— Data for this exercise —
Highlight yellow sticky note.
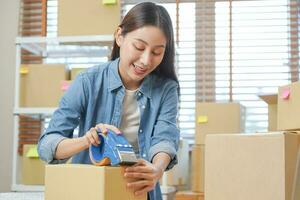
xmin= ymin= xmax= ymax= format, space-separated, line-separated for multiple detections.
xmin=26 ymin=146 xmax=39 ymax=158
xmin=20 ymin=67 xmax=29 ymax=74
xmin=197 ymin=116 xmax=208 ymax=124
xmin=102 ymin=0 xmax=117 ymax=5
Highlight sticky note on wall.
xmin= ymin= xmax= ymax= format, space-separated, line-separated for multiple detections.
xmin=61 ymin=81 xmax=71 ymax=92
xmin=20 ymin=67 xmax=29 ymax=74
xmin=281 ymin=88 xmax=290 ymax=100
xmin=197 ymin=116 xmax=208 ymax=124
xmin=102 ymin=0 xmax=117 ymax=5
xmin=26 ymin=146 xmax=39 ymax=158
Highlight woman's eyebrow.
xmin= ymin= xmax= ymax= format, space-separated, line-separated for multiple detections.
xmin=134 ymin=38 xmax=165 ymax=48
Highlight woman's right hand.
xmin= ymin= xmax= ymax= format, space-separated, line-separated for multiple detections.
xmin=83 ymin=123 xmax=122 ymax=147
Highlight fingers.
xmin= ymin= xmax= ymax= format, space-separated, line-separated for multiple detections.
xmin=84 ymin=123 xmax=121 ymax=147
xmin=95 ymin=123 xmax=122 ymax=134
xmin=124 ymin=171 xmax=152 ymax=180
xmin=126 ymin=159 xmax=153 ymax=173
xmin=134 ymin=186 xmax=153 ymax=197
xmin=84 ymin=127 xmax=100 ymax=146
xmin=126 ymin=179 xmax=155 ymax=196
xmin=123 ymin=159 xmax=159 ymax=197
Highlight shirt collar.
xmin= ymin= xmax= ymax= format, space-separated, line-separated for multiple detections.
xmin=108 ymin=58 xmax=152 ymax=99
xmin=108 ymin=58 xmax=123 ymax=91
--
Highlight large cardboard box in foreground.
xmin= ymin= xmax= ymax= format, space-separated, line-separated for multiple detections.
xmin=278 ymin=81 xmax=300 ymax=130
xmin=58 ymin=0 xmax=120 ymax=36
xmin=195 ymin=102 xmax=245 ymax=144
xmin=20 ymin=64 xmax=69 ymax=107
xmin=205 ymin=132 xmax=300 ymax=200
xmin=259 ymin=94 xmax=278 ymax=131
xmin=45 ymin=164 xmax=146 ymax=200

— Task requirements —
"Highlight" is the string to look for; please copy every line of the records above where it appears.

— Solved problem —
Highlight yellow sticky note.
Highlight sticky note on wall.
Highlight woman's eyebrow.
Highlight woman's right hand.
Highlight fingers.
Highlight shirt collar.
Highlight large cardboard box in foreground.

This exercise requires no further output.